> _Dataset_
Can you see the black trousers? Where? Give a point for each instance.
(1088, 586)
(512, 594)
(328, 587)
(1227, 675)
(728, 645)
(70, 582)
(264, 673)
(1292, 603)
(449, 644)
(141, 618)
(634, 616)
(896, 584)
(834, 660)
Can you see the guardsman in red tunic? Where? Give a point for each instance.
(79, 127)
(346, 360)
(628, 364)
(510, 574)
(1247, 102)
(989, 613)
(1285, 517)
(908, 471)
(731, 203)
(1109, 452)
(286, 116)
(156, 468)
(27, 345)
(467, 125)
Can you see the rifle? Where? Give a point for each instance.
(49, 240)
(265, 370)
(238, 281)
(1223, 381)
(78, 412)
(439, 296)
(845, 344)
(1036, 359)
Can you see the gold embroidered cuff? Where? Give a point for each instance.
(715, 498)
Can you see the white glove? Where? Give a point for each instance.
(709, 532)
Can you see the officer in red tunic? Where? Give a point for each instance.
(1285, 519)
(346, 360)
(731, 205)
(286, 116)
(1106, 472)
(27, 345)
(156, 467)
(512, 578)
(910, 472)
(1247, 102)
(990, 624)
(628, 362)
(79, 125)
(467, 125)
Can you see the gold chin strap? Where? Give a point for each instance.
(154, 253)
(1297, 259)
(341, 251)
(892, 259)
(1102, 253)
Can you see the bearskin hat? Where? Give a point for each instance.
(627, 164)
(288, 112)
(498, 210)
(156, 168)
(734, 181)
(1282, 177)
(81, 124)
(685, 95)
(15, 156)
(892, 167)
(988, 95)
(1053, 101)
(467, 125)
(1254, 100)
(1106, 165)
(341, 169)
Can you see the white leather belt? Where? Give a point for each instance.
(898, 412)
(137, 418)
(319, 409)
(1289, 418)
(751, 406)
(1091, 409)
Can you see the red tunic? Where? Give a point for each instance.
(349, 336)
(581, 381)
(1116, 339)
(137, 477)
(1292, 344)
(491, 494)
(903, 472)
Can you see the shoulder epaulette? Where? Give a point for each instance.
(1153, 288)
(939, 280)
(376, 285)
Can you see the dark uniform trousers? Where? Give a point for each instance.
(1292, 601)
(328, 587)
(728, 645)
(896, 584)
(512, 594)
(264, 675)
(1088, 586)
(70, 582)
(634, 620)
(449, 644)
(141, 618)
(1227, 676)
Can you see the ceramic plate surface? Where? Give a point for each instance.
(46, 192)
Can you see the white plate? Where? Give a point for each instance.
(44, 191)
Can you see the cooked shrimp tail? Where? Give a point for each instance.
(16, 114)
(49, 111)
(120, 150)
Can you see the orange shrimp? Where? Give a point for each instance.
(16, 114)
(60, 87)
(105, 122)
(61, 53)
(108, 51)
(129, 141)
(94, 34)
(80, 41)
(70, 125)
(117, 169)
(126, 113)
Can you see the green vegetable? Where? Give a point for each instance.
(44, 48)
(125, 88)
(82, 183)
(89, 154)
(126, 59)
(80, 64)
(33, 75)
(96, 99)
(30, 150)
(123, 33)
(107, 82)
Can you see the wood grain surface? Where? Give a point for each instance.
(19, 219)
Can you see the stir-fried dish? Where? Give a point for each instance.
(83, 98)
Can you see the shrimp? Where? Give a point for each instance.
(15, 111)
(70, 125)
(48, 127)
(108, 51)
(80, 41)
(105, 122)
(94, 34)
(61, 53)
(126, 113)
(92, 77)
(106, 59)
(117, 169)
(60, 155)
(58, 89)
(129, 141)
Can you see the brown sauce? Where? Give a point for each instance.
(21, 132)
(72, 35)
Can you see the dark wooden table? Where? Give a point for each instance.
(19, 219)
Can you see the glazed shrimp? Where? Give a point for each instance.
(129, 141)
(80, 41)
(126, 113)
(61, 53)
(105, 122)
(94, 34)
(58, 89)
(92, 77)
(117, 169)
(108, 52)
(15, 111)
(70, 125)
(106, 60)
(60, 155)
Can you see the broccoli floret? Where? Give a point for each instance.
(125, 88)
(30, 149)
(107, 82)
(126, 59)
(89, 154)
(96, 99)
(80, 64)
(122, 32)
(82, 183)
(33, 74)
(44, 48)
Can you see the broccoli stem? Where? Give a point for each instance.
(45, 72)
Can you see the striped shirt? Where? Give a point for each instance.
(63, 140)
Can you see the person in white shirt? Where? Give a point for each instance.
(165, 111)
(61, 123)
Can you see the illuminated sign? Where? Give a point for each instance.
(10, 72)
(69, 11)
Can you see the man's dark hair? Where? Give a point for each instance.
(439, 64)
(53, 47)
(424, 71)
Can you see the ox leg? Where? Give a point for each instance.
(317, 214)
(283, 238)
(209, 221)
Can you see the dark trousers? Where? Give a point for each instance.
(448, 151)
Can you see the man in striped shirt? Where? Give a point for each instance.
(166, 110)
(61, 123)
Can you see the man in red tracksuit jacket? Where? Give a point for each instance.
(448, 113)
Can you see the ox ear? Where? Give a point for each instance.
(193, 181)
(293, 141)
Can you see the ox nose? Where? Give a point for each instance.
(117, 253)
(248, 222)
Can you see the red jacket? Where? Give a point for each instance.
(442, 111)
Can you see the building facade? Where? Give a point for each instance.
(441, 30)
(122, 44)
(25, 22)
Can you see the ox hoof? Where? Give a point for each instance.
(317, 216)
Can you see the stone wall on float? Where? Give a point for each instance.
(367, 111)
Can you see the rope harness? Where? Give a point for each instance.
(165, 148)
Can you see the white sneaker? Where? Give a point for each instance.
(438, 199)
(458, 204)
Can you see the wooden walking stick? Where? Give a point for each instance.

> _Work instructions_
The data above must be repeated in its entirety, exactly as given.

> _Written response_
Can you see the black trousers? Where? Give a point for each instance.
(1088, 586)
(512, 594)
(328, 587)
(1227, 675)
(728, 645)
(70, 582)
(264, 673)
(1292, 603)
(449, 644)
(141, 618)
(634, 616)
(896, 584)
(834, 660)
Can you see the guardsman in red tunic? Where? Give a point for each instance.
(79, 127)
(346, 360)
(628, 364)
(510, 574)
(1247, 102)
(989, 613)
(1285, 517)
(908, 471)
(731, 203)
(1109, 452)
(286, 116)
(156, 468)
(27, 345)
(467, 125)
Can you see the rifle? Where? Give a point for each instance.
(49, 240)
(265, 370)
(238, 281)
(1223, 381)
(78, 412)
(439, 296)
(845, 344)
(1036, 359)
Can you see the gold embroidered cuff? Where? Give a point for each instance.
(715, 498)
Can you see the white glove? Where? Give a point for each instance.
(709, 532)
Can you see the officer in red tunic? Where? Give a point for each instance.
(1285, 519)
(346, 360)
(731, 205)
(286, 116)
(1106, 472)
(27, 345)
(156, 467)
(512, 578)
(910, 472)
(1247, 102)
(990, 624)
(628, 362)
(79, 125)
(467, 125)
Can you see the gold chin strap? Where? Give a point for each instance.
(154, 253)
(1297, 259)
(341, 251)
(892, 259)
(1102, 253)
Can you see the bearskin hat? Where? Give a point for each instance.
(627, 164)
(288, 112)
(498, 210)
(156, 168)
(734, 181)
(1282, 177)
(81, 124)
(685, 95)
(15, 156)
(892, 167)
(988, 95)
(1053, 101)
(467, 125)
(1254, 100)
(1106, 165)
(341, 169)
Can you see the white leather belt? Where? Give a point for each instance.
(898, 412)
(137, 418)
(319, 409)
(1289, 418)
(751, 406)
(1091, 409)
Can you see the red tunic? Where? Give a point for each instance.
(349, 336)
(581, 381)
(1116, 339)
(137, 477)
(1292, 344)
(491, 494)
(903, 472)
Can you see the shoulder epaulette? Where? Give a point for each instance.
(1153, 288)
(939, 280)
(376, 285)
Can you see the dark uniform trousers? Where? Give a point for each instance.
(1292, 601)
(328, 587)
(728, 645)
(896, 584)
(512, 594)
(264, 675)
(1088, 586)
(70, 582)
(634, 620)
(449, 644)
(141, 618)
(1227, 676)
Can you see the ceramic plate surface? Where? Give a point for each instance.
(46, 192)
Can you see the white plate? Where? Give a point for each instance.
(44, 191)
Can you see the cooked shrimp tail? Where? Give a point for each instance.
(16, 114)
(49, 111)
(120, 150)
Can you see the orange shrimp? Where? Give a point for each instance.
(16, 114)
(60, 87)
(105, 122)
(61, 53)
(108, 51)
(129, 141)
(94, 34)
(80, 41)
(70, 125)
(117, 169)
(126, 113)
Can you see the green vegetable? Where? Give a point for each instance.
(44, 48)
(125, 88)
(82, 183)
(89, 154)
(126, 59)
(80, 64)
(33, 75)
(96, 99)
(30, 150)
(123, 33)
(107, 82)
Can you see the wood grain surface? Where? Give a point for each instance.
(19, 219)
Can you see the stir-fried dish? Where? Give a point for each instance.
(83, 98)
Can you see the shrimp? Where? Give a point for each instance.
(15, 111)
(70, 125)
(48, 127)
(108, 51)
(80, 41)
(105, 122)
(94, 34)
(61, 53)
(126, 113)
(92, 77)
(106, 59)
(117, 169)
(60, 155)
(58, 89)
(129, 141)
Can you see the brown sauce? Where? Give a point for each instance.
(21, 132)
(72, 35)
Can you see the dark wooden table? Where? Give a point for each instance.
(19, 219)
Can you see the glazed shrimp? Where? Give a point for each instance.
(129, 141)
(80, 41)
(126, 113)
(61, 53)
(105, 122)
(94, 34)
(58, 89)
(92, 77)
(117, 169)
(108, 52)
(15, 111)
(70, 125)
(106, 60)
(60, 155)
Can you see the broccoli floret? Where? Give a point for each instance.
(125, 88)
(30, 149)
(107, 82)
(126, 59)
(89, 154)
(96, 99)
(80, 64)
(122, 32)
(82, 183)
(33, 74)
(44, 48)
Can you see the broccoli stem? Where? Give a point for each instance.
(45, 72)
Can you see the striped shirt? Where? Give a point for each instance.
(63, 140)
Can you see the person in white shirt? Where? Give a point for each instance.
(165, 111)
(61, 123)
Can you see the illuminated sign? Where? Give a point for each instance.
(10, 72)
(69, 11)
Can you see the man's dark hair? Where? Give a point for each instance.
(439, 64)
(53, 47)
(424, 71)
Can you see the ox leg? Where? Give a point for each instance.
(317, 214)
(283, 238)
(209, 221)
Can you see the dark trousers? Where? Give a point for each instance.
(448, 151)
Can you see the man in striped shirt? Where? Give a point for each instance.
(166, 110)
(61, 123)
Can you see the man in red tracksuit jacket? Where? Give a point for each instance.
(448, 113)
Can you see the ox ear? Where? Give a point for each instance.
(193, 181)
(293, 141)
Can you see the ox nose? Where? Give a point for each instance.
(117, 253)
(248, 222)
Can you see the red jacket? Where? Give a point for each instance.
(442, 111)
Can you see the building facade? Where? Give a point for each instance.
(441, 30)
(122, 44)
(25, 22)
Can you see the ox hoof? Where? Give a point for each instance.
(317, 216)
Can you see the stone wall on float? Where? Give a point for each instance.
(367, 111)
Can you see the rope harness? Where? Give a point for each instance.
(165, 148)
Can you see the white sneaker? Where? Give a point for each instance.
(438, 199)
(458, 204)
Can you see the wooden walking stick? Where? Give a point for each instance.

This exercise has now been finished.